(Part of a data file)
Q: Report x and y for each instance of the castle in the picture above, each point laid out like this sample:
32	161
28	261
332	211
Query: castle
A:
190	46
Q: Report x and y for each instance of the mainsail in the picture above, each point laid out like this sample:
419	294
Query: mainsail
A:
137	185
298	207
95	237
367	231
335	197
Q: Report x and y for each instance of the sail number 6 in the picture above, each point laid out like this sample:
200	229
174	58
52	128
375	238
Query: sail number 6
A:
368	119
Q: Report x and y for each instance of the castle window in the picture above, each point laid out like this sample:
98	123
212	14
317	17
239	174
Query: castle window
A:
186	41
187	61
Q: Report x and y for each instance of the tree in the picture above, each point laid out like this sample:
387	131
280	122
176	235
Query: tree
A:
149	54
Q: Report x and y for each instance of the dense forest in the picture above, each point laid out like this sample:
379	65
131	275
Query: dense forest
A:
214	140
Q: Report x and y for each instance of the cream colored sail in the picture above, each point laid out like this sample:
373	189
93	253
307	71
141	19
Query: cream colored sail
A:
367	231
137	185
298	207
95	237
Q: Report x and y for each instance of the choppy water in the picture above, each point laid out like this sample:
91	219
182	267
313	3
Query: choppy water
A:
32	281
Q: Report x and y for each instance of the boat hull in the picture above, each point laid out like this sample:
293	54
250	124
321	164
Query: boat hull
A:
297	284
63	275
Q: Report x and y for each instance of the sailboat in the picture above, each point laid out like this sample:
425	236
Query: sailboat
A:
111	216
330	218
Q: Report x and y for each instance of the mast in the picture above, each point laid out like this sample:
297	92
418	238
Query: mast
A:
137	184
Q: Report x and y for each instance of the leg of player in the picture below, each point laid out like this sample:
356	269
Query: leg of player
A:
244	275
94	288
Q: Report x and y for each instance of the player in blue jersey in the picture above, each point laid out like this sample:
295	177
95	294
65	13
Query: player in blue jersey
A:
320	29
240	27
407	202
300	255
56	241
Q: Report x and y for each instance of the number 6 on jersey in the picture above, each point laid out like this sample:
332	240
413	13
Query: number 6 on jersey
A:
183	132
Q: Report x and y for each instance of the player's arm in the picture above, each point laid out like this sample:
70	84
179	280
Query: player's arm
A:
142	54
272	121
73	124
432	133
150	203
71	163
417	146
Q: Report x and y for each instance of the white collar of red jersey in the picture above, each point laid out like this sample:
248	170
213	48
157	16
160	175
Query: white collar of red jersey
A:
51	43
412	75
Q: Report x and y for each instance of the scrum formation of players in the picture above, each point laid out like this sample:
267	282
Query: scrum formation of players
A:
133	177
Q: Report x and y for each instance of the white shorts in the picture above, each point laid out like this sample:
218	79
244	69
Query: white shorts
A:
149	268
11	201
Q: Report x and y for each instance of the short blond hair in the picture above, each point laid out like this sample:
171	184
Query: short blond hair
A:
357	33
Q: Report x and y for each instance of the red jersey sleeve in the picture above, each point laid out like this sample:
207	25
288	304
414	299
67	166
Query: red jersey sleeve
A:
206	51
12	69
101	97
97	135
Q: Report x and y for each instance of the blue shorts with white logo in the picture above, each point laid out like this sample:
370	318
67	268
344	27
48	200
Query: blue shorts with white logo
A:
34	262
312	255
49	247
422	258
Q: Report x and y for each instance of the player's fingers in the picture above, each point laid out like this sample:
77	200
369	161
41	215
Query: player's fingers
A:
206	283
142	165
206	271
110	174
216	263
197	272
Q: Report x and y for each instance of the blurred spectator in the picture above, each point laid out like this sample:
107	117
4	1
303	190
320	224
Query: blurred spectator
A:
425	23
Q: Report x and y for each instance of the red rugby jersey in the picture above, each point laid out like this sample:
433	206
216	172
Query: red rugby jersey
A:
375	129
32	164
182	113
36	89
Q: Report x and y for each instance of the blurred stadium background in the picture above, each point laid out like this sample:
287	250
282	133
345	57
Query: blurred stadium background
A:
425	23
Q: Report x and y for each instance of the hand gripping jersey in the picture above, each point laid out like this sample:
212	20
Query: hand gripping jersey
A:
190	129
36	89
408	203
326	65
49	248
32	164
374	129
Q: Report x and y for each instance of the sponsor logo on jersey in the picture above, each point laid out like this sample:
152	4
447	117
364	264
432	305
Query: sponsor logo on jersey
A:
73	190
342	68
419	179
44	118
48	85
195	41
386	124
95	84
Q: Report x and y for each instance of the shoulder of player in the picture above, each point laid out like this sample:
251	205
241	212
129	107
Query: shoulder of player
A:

[Task]
Please repeat the listing from the line with "the player's fingers" through its end, substituting "out-of-focus" for each "blurred" and keeping everything else unchanged.

[Full response]
Q: Report x and y for each instance of the player's fingers in the picture above, each point laid out like this sample:
77	200
369	161
41	215
Query: player's fingers
A:
206	283
142	165
206	271
110	174
216	263
197	272
Q: Report x and y for each instance of the out-of-focus spectator in the picture above, each point laid out like this sample:
107	117
4	1
303	190
320	224
Query: out-of-focus spectator
A:
425	23
Q: Report x and y for each instance of the red rugby jersey in the picture above, each point laid out like this sample:
433	206
216	172
Query: red rugby jersey
A:
375	129
32	164
182	113
36	89
Q: Report x and y for each instance of the out-of-focus stadium background in the picture above, each point laid out like this sample:
287	250
282	133
345	57
Query: out-of-focus stadium background
A:
425	23
Q: Report x and y for each instance of the hand gripping jersey in the picture above, each point laid out like this sample:
212	20
Query: hand gripping jersey
A:
190	129
36	89
408	203
326	65
49	248
32	164
374	129
Q: Report x and y for each instance of the sponsor logo on jersey in the picture above, each point laid out like this sample:
152	4
447	117
364	264
432	305
Query: sponsor logo on jersey
A:
73	190
342	68
419	179
44	118
48	85
195	41
386	124
95	84
Q: Report x and y for each instance of the shoulder of player in the picture above, each point laid out like this sample:
251	205
241	212
129	107
Query: shoulder of player
A:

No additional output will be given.